[[ Information provided, beginning ]]

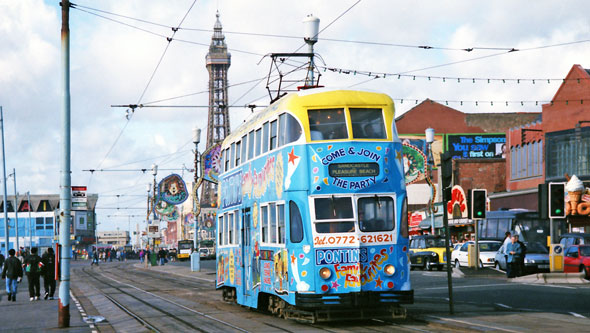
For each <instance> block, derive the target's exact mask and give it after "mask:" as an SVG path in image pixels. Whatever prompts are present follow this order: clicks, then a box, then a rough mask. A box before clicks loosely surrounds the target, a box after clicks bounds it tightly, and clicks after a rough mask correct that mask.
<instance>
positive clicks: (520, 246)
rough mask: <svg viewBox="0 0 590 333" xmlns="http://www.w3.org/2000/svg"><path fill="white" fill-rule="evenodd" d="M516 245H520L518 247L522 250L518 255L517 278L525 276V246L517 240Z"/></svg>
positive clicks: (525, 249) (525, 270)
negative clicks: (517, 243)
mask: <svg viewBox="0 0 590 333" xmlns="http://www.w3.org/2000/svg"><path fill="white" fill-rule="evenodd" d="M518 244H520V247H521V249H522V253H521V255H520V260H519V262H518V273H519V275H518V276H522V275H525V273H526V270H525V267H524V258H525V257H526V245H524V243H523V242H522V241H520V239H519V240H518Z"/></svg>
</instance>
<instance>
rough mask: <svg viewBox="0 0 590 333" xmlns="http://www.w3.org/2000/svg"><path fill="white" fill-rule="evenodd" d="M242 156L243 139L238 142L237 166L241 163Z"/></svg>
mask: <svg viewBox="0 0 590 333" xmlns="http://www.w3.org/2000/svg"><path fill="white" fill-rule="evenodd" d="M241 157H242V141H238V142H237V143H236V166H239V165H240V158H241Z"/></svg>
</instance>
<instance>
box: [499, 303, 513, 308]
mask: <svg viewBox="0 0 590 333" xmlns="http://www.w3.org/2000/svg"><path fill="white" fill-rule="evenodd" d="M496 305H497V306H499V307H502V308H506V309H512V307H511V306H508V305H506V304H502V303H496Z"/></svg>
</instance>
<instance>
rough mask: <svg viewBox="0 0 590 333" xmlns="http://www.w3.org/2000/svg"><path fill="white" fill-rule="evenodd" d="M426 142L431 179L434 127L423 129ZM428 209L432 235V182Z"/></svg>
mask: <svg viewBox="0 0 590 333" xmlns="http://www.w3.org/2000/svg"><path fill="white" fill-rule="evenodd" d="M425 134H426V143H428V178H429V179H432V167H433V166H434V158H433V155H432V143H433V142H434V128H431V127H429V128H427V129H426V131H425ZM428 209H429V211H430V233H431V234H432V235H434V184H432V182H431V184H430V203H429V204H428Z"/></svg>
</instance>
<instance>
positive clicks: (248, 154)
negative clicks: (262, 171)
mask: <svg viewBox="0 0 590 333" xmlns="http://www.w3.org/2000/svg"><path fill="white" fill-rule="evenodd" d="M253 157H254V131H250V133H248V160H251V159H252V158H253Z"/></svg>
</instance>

[[ Information provided, end ]]

What you should do →
Filter the records for lines containing the word "positive" and copy each one.

Output of the task →
positive clicks: (520, 246)
positive clicks: (525, 249) (525, 270)
positive clicks: (248, 154)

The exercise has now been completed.